PROVIDED RECORDS:
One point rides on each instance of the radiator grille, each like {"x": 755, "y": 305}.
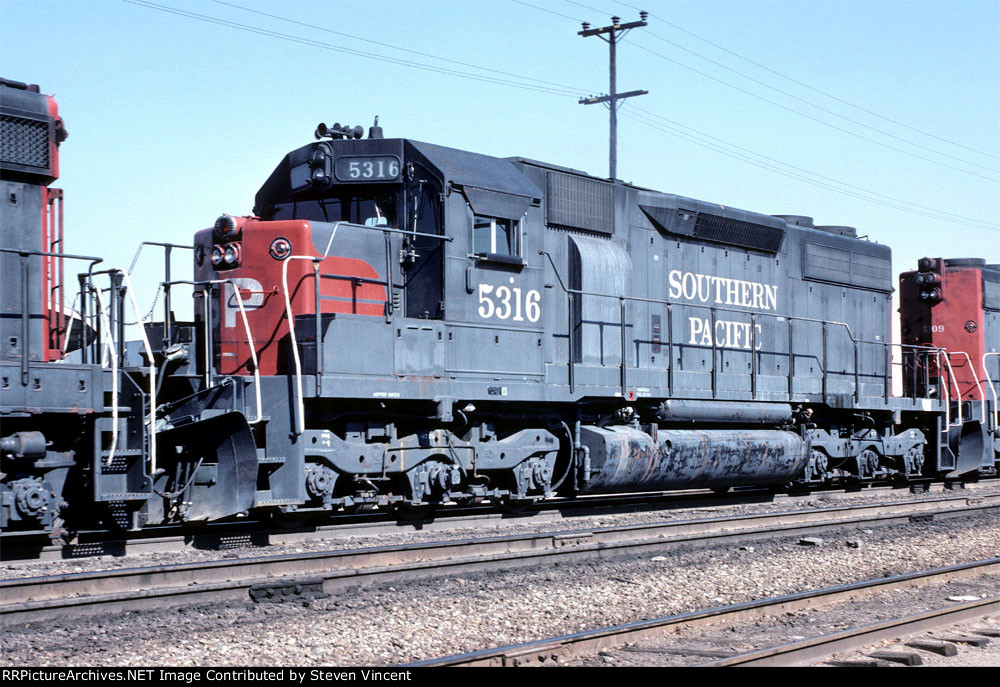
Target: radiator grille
{"x": 24, "y": 142}
{"x": 573, "y": 201}
{"x": 736, "y": 232}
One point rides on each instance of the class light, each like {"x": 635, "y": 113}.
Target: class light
{"x": 281, "y": 248}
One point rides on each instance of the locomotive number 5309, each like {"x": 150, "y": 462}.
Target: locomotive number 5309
{"x": 507, "y": 302}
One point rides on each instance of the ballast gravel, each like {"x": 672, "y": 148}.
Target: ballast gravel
{"x": 403, "y": 534}
{"x": 384, "y": 625}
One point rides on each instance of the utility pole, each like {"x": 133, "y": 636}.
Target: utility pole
{"x": 611, "y": 35}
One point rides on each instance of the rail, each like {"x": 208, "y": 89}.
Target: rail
{"x": 165, "y": 284}
{"x": 208, "y": 353}
{"x": 126, "y": 287}
{"x": 917, "y": 351}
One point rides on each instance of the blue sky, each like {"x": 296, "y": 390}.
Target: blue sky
{"x": 174, "y": 120}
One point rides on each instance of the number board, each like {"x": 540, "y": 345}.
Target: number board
{"x": 367, "y": 168}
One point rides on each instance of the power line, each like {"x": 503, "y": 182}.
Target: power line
{"x": 765, "y": 162}
{"x": 823, "y": 109}
{"x": 816, "y": 119}
{"x": 812, "y": 88}
{"x": 794, "y": 111}
{"x": 402, "y": 49}
{"x": 359, "y": 53}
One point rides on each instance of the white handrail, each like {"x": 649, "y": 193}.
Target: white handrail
{"x": 993, "y": 390}
{"x": 253, "y": 348}
{"x": 958, "y": 393}
{"x": 152, "y": 372}
{"x": 975, "y": 378}
{"x": 300, "y": 405}
{"x": 110, "y": 349}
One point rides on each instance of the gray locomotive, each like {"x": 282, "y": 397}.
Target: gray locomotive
{"x": 401, "y": 325}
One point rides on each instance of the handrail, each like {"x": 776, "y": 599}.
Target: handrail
{"x": 152, "y": 373}
{"x": 246, "y": 328}
{"x": 993, "y": 390}
{"x": 110, "y": 348}
{"x": 130, "y": 292}
{"x": 958, "y": 392}
{"x": 165, "y": 284}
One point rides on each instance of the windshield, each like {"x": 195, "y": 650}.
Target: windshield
{"x": 374, "y": 209}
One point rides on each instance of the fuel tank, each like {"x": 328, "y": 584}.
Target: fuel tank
{"x": 628, "y": 458}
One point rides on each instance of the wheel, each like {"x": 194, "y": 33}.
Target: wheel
{"x": 407, "y": 512}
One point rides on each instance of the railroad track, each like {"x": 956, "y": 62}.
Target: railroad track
{"x": 251, "y": 533}
{"x": 299, "y": 576}
{"x": 560, "y": 649}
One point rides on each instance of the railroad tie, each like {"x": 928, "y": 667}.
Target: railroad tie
{"x": 963, "y": 639}
{"x": 942, "y": 648}
{"x": 907, "y": 658}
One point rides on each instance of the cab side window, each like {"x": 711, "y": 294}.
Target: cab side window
{"x": 496, "y": 236}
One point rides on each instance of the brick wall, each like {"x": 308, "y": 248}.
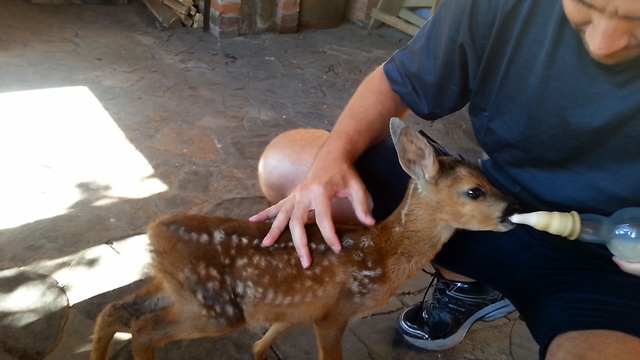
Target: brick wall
{"x": 359, "y": 11}
{"x": 225, "y": 15}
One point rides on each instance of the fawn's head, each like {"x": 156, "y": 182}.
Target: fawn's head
{"x": 462, "y": 196}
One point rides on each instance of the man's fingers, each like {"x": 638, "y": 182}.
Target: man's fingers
{"x": 362, "y": 205}
{"x": 279, "y": 224}
{"x": 627, "y": 266}
{"x": 268, "y": 213}
{"x": 299, "y": 235}
{"x": 326, "y": 226}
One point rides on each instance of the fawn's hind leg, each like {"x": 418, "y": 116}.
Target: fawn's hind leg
{"x": 118, "y": 316}
{"x": 176, "y": 322}
{"x": 261, "y": 346}
{"x": 329, "y": 333}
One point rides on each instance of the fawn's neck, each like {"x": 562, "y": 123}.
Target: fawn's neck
{"x": 414, "y": 233}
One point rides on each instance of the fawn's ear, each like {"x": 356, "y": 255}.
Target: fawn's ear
{"x": 414, "y": 152}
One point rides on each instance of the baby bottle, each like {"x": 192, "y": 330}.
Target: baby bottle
{"x": 619, "y": 232}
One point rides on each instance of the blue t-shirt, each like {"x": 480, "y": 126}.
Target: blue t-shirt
{"x": 561, "y": 130}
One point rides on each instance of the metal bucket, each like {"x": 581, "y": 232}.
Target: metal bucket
{"x": 321, "y": 14}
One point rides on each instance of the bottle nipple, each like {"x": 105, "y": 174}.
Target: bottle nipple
{"x": 558, "y": 223}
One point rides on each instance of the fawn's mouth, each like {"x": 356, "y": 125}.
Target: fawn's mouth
{"x": 508, "y": 211}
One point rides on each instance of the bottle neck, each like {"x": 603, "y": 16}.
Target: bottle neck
{"x": 593, "y": 228}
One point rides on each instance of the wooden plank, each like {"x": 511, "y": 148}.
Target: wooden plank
{"x": 395, "y": 21}
{"x": 163, "y": 13}
{"x": 419, "y": 3}
{"x": 177, "y": 6}
{"x": 387, "y": 7}
{"x": 411, "y": 17}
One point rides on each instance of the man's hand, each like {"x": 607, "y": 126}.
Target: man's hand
{"x": 628, "y": 266}
{"x": 323, "y": 184}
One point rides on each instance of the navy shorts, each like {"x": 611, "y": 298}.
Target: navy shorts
{"x": 556, "y": 284}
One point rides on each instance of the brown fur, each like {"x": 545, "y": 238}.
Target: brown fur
{"x": 212, "y": 275}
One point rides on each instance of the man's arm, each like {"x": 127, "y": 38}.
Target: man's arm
{"x": 363, "y": 123}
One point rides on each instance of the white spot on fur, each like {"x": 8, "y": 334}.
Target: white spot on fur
{"x": 366, "y": 241}
{"x": 218, "y": 236}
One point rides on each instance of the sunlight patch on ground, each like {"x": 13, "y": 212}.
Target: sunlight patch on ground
{"x": 59, "y": 147}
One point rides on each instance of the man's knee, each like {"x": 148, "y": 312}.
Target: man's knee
{"x": 286, "y": 160}
{"x": 594, "y": 344}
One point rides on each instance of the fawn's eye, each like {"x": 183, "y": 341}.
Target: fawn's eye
{"x": 475, "y": 193}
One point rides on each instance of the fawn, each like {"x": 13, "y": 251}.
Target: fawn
{"x": 212, "y": 275}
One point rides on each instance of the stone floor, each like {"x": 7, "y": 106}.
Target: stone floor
{"x": 108, "y": 121}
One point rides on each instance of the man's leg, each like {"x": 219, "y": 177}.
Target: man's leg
{"x": 594, "y": 345}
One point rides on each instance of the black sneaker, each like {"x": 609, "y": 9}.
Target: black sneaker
{"x": 443, "y": 322}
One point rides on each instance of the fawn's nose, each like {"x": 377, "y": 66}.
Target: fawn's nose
{"x": 511, "y": 209}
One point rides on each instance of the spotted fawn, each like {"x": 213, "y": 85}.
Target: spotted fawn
{"x": 212, "y": 275}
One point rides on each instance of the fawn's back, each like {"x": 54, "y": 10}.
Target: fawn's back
{"x": 212, "y": 274}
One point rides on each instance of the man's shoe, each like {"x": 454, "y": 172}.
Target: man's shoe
{"x": 443, "y": 321}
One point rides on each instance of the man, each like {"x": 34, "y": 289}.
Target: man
{"x": 553, "y": 89}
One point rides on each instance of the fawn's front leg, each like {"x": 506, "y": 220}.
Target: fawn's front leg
{"x": 119, "y": 315}
{"x": 261, "y": 346}
{"x": 329, "y": 333}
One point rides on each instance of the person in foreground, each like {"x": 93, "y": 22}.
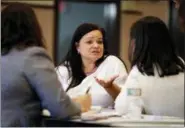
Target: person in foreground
{"x": 29, "y": 82}
{"x": 87, "y": 63}
{"x": 156, "y": 70}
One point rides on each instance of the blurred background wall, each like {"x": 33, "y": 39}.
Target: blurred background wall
{"x": 130, "y": 11}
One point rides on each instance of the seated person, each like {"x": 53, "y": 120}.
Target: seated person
{"x": 29, "y": 82}
{"x": 88, "y": 58}
{"x": 156, "y": 70}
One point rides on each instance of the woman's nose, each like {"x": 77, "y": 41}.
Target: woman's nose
{"x": 95, "y": 44}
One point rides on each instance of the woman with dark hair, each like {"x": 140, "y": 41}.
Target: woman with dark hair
{"x": 181, "y": 11}
{"x": 29, "y": 82}
{"x": 87, "y": 62}
{"x": 156, "y": 70}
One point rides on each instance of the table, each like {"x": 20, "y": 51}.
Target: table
{"x": 111, "y": 118}
{"x": 108, "y": 117}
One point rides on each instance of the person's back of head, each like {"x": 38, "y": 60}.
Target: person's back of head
{"x": 19, "y": 28}
{"x": 153, "y": 48}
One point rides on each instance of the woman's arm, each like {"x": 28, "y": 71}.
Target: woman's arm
{"x": 111, "y": 88}
{"x": 40, "y": 73}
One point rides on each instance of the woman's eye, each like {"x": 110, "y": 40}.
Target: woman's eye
{"x": 100, "y": 42}
{"x": 89, "y": 42}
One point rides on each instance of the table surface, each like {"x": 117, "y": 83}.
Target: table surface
{"x": 110, "y": 117}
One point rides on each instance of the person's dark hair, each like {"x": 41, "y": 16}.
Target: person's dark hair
{"x": 181, "y": 12}
{"x": 73, "y": 60}
{"x": 19, "y": 28}
{"x": 154, "y": 48}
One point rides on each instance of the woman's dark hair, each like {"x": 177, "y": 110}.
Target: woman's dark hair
{"x": 181, "y": 12}
{"x": 73, "y": 60}
{"x": 154, "y": 48}
{"x": 19, "y": 28}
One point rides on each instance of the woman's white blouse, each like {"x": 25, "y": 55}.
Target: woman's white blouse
{"x": 108, "y": 68}
{"x": 161, "y": 96}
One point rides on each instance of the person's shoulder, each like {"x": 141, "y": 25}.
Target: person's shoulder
{"x": 112, "y": 58}
{"x": 135, "y": 71}
{"x": 62, "y": 69}
{"x": 35, "y": 50}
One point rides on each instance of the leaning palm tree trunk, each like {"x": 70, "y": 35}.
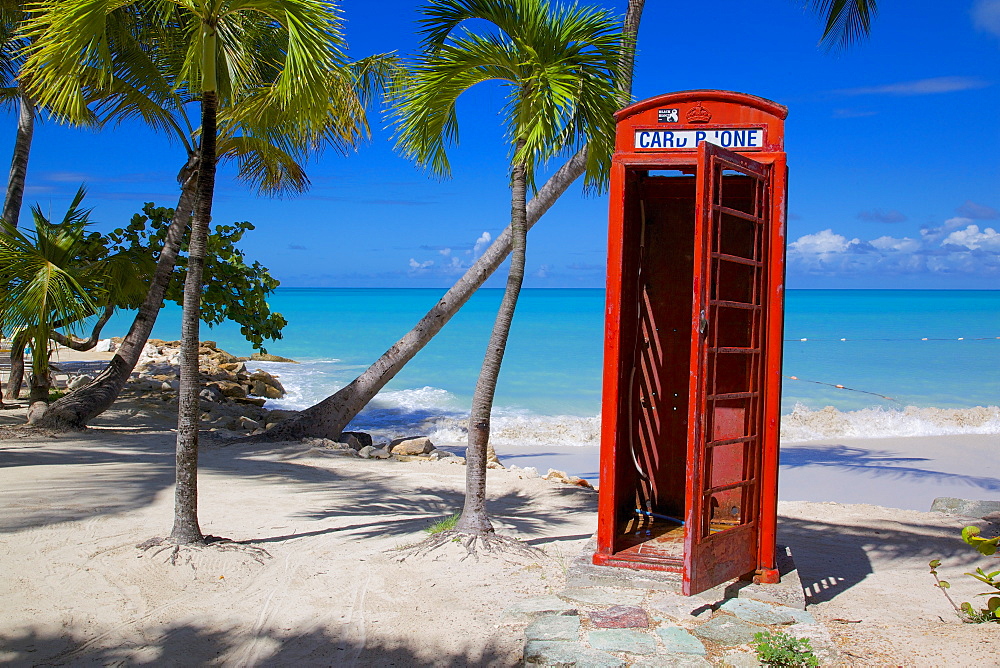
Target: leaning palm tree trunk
{"x": 19, "y": 162}
{"x": 186, "y": 530}
{"x": 328, "y": 418}
{"x": 474, "y": 519}
{"x": 77, "y": 408}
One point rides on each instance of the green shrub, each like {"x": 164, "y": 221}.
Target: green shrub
{"x": 781, "y": 649}
{"x": 446, "y": 524}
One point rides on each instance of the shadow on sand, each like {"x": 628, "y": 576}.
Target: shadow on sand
{"x": 175, "y": 645}
{"x": 880, "y": 463}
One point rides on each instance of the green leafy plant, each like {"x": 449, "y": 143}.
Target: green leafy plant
{"x": 781, "y": 649}
{"x": 441, "y": 526}
{"x": 966, "y": 611}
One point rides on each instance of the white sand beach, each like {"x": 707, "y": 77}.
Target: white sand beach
{"x": 318, "y": 579}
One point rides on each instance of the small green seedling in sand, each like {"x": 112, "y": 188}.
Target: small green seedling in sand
{"x": 446, "y": 524}
{"x": 781, "y": 649}
{"x": 966, "y": 612}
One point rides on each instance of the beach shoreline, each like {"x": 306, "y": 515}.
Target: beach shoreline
{"x": 323, "y": 583}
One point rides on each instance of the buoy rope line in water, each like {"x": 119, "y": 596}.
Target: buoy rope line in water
{"x": 926, "y": 338}
{"x": 839, "y": 387}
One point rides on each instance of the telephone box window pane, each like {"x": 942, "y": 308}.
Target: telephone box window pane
{"x": 729, "y": 419}
{"x": 731, "y": 372}
{"x": 737, "y": 192}
{"x": 735, "y": 282}
{"x": 727, "y": 464}
{"x": 738, "y": 237}
{"x": 725, "y": 510}
{"x": 734, "y": 327}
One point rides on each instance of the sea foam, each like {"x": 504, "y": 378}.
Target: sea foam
{"x": 443, "y": 416}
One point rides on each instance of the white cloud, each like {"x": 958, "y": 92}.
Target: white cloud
{"x": 418, "y": 266}
{"x": 920, "y": 87}
{"x": 820, "y": 243}
{"x": 904, "y": 245}
{"x": 971, "y": 209}
{"x": 986, "y": 16}
{"x": 481, "y": 243}
{"x": 974, "y": 239}
{"x": 957, "y": 246}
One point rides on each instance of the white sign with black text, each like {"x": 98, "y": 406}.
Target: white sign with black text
{"x": 667, "y": 140}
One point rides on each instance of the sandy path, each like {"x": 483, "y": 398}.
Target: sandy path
{"x": 331, "y": 591}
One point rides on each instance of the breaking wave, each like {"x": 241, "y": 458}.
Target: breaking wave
{"x": 443, "y": 416}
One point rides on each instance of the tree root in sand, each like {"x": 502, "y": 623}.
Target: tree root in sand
{"x": 259, "y": 554}
{"x": 491, "y": 544}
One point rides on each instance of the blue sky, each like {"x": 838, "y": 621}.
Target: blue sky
{"x": 892, "y": 148}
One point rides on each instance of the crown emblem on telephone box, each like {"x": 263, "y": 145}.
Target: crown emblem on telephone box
{"x": 699, "y": 114}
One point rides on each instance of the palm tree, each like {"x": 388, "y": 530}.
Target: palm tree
{"x": 58, "y": 276}
{"x": 268, "y": 159}
{"x": 12, "y": 43}
{"x": 219, "y": 58}
{"x": 558, "y": 64}
{"x": 846, "y": 21}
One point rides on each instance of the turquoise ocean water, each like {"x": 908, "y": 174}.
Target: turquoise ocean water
{"x": 921, "y": 362}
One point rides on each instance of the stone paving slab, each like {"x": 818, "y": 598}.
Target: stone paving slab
{"x": 622, "y": 640}
{"x": 554, "y": 627}
{"x": 679, "y": 641}
{"x": 727, "y": 631}
{"x": 741, "y": 660}
{"x": 681, "y": 608}
{"x": 673, "y": 661}
{"x": 603, "y": 595}
{"x": 727, "y": 616}
{"x": 565, "y": 654}
{"x": 538, "y": 605}
{"x": 620, "y": 617}
{"x": 757, "y": 612}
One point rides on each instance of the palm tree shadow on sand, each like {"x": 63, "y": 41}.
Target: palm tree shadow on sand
{"x": 880, "y": 463}
{"x": 177, "y": 645}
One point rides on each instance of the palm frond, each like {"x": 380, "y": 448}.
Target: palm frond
{"x": 557, "y": 63}
{"x": 846, "y": 21}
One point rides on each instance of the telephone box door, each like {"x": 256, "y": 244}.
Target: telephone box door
{"x": 725, "y": 418}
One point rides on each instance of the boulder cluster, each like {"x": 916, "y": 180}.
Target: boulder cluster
{"x": 232, "y": 399}
{"x": 406, "y": 449}
{"x": 233, "y": 391}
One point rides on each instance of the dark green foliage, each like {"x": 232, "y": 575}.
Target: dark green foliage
{"x": 966, "y": 612}
{"x": 234, "y": 290}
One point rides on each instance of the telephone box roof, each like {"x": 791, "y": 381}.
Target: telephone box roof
{"x": 765, "y": 105}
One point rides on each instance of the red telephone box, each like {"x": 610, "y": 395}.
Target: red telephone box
{"x": 692, "y": 357}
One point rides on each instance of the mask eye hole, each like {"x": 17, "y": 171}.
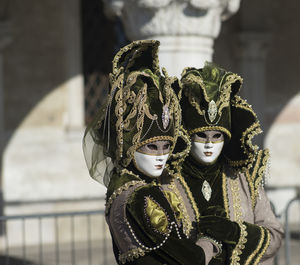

WHAT IS BEING ASKED: Count the lines in the entries that contain the string "pane", and reply with that number only.

WRITTEN RESPONSE: 2